→ TASK OBJECTIVE: Arrange the lines of the records as a numbered list, from the first line of the records up to and including the line with "box: [245, 205, 263, 216]", and omit any blank lines.

→ DATASET ENTRIES:
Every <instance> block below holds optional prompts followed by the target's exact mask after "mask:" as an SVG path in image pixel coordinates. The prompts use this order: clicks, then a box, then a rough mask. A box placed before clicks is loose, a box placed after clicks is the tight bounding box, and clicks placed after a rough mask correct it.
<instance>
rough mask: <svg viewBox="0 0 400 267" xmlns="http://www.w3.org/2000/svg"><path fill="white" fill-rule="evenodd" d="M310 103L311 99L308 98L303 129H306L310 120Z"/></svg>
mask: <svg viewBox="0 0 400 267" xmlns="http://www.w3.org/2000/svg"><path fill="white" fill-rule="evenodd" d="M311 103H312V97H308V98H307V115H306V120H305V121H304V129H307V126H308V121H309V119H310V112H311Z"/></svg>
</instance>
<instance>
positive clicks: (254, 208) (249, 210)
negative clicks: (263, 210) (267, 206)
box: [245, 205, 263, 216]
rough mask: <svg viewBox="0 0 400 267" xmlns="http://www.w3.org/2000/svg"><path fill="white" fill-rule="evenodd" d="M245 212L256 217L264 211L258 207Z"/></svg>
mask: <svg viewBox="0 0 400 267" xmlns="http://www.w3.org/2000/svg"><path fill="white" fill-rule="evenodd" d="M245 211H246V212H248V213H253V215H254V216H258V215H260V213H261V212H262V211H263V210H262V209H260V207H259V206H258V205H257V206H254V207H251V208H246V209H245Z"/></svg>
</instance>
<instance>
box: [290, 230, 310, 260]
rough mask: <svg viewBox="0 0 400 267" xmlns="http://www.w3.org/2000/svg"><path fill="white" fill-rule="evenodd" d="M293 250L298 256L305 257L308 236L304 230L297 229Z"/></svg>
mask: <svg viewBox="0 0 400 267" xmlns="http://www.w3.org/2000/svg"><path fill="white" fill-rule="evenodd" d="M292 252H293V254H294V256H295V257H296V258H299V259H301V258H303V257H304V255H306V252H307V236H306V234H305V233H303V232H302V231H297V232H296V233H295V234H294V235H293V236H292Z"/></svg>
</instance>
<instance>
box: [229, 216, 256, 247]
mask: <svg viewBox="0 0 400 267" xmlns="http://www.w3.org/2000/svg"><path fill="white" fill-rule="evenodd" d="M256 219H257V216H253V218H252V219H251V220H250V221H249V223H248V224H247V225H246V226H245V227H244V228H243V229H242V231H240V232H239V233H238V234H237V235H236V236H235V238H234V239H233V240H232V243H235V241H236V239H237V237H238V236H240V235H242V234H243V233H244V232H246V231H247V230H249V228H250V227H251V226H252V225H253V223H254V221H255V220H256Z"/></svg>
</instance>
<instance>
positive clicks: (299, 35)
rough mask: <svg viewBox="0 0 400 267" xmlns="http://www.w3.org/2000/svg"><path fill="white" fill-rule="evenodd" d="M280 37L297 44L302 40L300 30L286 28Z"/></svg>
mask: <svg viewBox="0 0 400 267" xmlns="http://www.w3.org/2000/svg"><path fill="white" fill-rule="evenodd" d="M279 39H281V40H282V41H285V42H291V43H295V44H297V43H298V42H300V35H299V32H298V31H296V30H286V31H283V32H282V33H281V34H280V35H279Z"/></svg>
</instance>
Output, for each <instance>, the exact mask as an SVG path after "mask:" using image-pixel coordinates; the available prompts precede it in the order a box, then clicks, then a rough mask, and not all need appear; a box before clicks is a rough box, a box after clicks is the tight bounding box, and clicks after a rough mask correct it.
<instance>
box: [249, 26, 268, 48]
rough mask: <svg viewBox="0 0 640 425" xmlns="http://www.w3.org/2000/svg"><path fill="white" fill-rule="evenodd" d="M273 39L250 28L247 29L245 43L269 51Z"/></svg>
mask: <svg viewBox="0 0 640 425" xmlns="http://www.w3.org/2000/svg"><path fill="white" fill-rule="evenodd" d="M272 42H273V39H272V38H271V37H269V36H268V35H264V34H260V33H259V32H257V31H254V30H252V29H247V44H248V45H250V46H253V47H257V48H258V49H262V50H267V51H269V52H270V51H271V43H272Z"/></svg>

→ ANSWER:
1. Every <instance> block below holds optional prompts followed by the target's exact mask after "mask:" as an SVG path in image pixel coordinates. The prompts use this order: clicks, then a box, then a rough mask. A box placed before clicks is loose, a box placed after clicks is the tight bounding box, and clicks placed after a rough mask correct it.
2. <instance>
3. rough mask: <svg viewBox="0 0 400 267" xmlns="http://www.w3.org/2000/svg"><path fill="white" fill-rule="evenodd" d="M310 103L311 99L308 98L303 129H306L310 120Z"/></svg>
4. mask: <svg viewBox="0 0 400 267" xmlns="http://www.w3.org/2000/svg"><path fill="white" fill-rule="evenodd" d="M311 103H312V97H308V98H307V115H306V120H305V121H304V129H307V126H308V121H309V119H310V112H311Z"/></svg>
5. </instance>
6. <instance>
7. positive clicks: (254, 208) (249, 210)
8. negative clicks: (263, 210) (267, 206)
9. box: [245, 205, 263, 216]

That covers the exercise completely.